Your instructions —
In the entries starting with the line that contains "For the trial run, indicate each instance of the girl's leg" and going on through the line that contains "x=287 y=629", replace "tree trunk" with "oak trunk". Write out those lines again with no other changes.

[Dataset excerpts on object pointing]
■ ■ ■

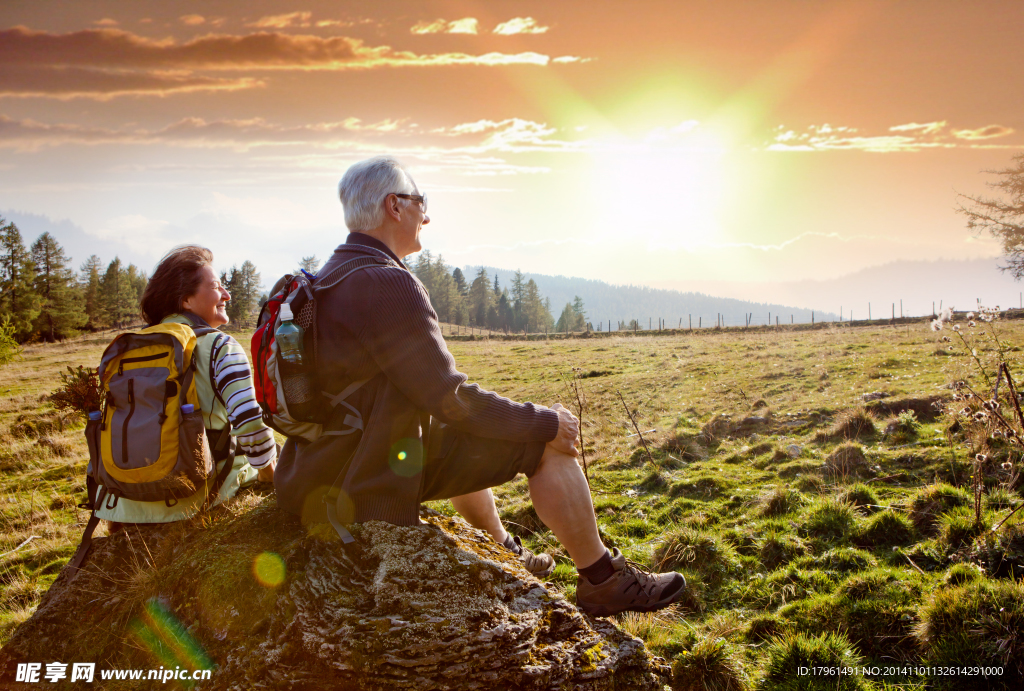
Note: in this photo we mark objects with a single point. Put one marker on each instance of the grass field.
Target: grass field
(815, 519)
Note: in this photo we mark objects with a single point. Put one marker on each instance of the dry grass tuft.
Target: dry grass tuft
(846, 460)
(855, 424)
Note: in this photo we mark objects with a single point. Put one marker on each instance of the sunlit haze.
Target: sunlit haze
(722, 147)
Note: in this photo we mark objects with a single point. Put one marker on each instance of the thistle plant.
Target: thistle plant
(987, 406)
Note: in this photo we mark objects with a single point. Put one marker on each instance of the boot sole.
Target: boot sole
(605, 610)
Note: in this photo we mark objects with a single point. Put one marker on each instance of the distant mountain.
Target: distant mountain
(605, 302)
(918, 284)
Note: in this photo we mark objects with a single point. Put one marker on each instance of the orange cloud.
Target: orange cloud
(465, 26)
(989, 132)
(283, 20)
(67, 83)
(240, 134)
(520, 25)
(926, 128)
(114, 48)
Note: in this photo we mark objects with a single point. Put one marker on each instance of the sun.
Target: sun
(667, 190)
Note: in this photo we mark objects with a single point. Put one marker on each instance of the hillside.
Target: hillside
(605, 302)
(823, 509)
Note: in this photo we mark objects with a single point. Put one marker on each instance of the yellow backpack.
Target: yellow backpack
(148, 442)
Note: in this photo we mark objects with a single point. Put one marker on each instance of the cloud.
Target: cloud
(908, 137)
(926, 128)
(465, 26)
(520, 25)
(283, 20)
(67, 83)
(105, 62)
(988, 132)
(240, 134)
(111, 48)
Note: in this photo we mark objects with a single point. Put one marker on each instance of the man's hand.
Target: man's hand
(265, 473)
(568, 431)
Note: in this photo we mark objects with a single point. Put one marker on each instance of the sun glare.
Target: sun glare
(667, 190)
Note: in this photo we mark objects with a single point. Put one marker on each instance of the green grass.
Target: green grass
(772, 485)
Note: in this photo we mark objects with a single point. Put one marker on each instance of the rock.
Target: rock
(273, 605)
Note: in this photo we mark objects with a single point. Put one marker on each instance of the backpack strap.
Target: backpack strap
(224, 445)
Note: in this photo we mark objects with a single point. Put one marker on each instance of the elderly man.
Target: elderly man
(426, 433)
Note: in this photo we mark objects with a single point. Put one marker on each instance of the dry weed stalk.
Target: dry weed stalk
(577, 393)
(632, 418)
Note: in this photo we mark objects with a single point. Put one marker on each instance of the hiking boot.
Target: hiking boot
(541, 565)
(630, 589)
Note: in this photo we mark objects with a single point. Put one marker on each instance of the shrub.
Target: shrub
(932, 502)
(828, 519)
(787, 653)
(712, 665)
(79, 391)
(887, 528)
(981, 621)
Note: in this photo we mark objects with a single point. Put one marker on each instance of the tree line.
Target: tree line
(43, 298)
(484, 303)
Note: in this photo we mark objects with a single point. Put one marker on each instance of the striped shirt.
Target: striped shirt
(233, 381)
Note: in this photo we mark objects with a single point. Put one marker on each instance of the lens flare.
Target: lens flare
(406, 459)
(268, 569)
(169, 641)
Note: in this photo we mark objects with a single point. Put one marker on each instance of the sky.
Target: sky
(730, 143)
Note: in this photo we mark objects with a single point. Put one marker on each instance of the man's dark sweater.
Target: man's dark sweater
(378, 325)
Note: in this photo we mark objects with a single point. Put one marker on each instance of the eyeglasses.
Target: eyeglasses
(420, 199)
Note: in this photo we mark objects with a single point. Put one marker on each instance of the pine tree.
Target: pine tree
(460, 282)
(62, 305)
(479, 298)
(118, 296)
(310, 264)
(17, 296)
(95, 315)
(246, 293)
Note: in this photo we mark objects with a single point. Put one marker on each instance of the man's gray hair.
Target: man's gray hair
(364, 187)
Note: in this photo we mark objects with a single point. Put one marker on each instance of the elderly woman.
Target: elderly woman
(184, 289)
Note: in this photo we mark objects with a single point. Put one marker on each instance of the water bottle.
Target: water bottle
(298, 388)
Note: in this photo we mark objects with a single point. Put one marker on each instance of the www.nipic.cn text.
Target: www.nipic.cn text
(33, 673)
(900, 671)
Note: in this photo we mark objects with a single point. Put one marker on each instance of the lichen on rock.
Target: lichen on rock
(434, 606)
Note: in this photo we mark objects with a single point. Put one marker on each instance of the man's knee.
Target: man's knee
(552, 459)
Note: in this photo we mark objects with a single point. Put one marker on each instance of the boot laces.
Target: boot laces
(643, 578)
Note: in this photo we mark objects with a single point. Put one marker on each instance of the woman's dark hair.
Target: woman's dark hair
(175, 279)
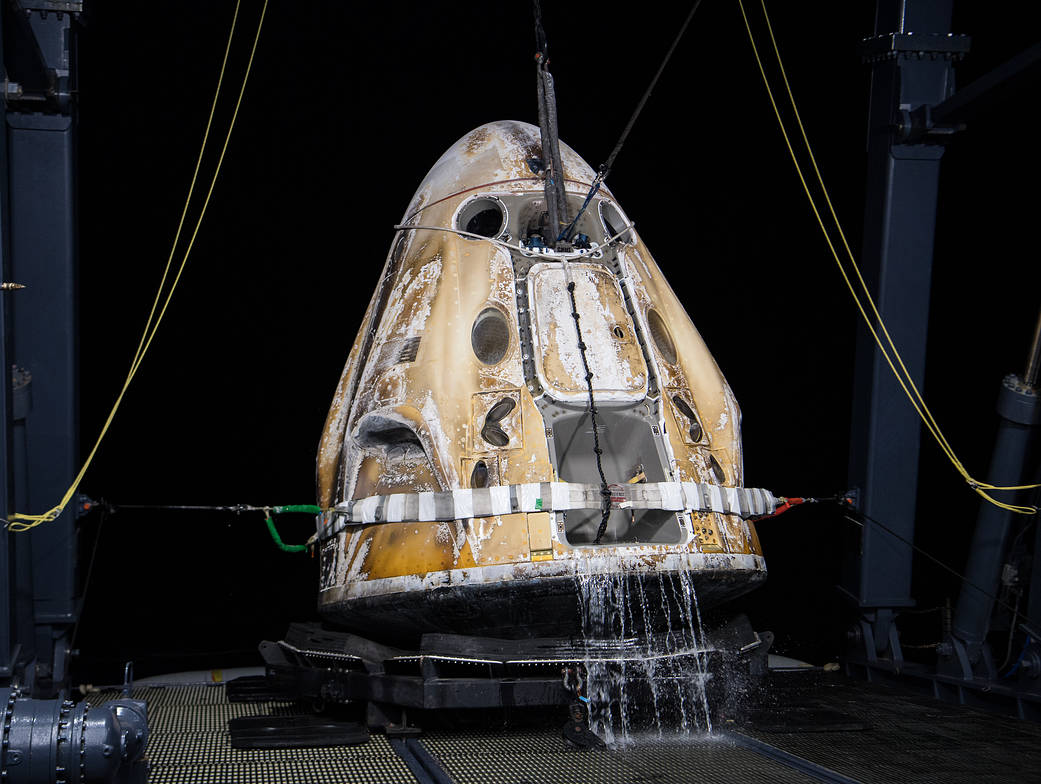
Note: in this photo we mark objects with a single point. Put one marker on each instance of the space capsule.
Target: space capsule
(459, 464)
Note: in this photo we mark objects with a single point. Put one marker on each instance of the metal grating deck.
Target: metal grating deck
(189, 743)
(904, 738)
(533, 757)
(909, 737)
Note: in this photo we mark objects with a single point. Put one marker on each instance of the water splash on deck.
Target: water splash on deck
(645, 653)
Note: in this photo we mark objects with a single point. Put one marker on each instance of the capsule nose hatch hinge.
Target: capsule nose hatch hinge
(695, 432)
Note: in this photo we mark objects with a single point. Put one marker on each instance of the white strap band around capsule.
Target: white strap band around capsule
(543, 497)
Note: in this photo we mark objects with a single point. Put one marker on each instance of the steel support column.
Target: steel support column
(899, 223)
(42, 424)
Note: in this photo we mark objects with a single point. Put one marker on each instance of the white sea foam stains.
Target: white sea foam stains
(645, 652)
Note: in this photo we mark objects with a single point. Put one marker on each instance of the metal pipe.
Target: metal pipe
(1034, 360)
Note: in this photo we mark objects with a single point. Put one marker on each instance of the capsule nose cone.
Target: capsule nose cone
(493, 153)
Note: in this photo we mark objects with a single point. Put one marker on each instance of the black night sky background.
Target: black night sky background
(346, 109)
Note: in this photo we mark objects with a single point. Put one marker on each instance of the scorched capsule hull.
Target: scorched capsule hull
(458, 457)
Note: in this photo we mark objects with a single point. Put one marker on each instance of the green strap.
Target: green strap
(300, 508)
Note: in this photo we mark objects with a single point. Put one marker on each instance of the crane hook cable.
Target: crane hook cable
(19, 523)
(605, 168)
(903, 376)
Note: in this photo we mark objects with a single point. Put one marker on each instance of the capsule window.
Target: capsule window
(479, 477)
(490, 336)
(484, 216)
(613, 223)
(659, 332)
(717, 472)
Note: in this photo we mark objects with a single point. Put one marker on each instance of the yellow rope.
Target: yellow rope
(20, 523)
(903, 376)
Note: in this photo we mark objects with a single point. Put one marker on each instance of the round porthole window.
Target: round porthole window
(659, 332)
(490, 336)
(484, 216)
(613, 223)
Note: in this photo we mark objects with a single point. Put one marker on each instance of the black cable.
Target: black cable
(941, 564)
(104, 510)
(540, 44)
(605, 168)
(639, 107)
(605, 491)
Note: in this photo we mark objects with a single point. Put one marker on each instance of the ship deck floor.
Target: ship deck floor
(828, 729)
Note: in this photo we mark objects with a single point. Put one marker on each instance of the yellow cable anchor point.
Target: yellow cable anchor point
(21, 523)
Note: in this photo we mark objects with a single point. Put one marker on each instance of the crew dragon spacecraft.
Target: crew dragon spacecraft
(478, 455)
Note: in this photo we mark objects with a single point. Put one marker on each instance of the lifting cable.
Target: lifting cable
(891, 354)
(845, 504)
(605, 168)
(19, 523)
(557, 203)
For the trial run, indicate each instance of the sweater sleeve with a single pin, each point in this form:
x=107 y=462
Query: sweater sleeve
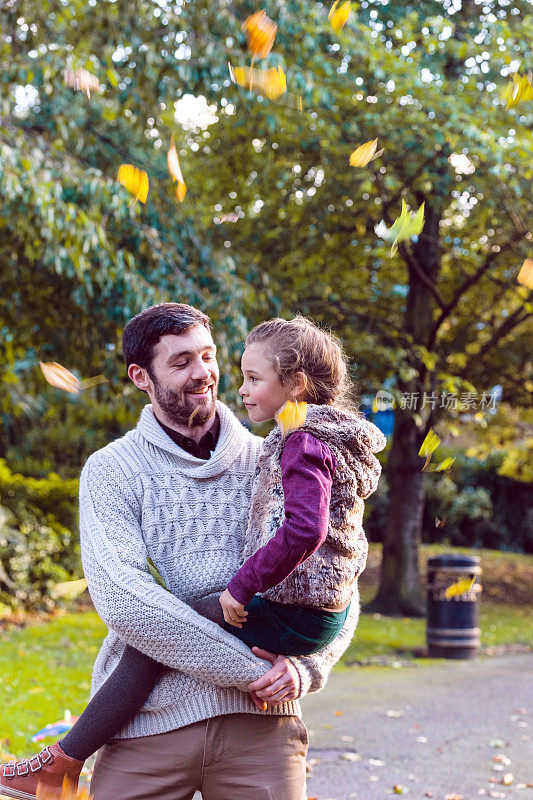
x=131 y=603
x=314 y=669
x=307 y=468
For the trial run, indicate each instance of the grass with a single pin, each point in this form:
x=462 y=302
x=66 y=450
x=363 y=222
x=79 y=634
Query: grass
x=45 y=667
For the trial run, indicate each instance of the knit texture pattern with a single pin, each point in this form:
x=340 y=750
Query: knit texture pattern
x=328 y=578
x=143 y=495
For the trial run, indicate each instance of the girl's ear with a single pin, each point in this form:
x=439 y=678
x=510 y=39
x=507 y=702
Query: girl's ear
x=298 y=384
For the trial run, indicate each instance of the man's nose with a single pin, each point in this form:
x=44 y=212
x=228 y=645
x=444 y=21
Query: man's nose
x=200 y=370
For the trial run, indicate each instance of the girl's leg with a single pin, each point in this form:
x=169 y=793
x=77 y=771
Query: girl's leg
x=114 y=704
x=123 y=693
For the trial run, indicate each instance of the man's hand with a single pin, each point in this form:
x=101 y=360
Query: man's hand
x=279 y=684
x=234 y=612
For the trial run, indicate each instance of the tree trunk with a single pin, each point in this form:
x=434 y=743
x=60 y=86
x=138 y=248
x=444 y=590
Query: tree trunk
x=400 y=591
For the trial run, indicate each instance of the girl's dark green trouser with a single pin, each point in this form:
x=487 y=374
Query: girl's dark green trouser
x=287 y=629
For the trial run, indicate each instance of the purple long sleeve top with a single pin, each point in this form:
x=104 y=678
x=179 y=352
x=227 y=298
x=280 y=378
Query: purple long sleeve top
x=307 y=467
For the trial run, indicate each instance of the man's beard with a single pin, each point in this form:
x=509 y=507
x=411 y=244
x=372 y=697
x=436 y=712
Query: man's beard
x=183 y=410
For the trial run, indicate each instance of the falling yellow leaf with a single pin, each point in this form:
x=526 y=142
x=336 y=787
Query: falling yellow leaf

■ ■ ■

The completed task —
For the trial run, indicate each instance of the girl's leg with a single pin, each point in this form:
x=169 y=793
x=77 y=771
Query: girl's leg
x=114 y=704
x=123 y=693
For the trial run, indicate each instance of the man's hand with a single pin, each point in this form:
x=101 y=360
Query: man's hand
x=279 y=684
x=234 y=612
For the trial run, indicate each instance of the oak trunk with a single pin, each point in this form:
x=434 y=743
x=60 y=86
x=138 y=248
x=444 y=590
Query: oak trunk
x=400 y=591
For the trial run, indicate each instance of the girl's dark green trouser with a single pin, each point in this form:
x=487 y=374
Query: girl's dark green trouser
x=287 y=629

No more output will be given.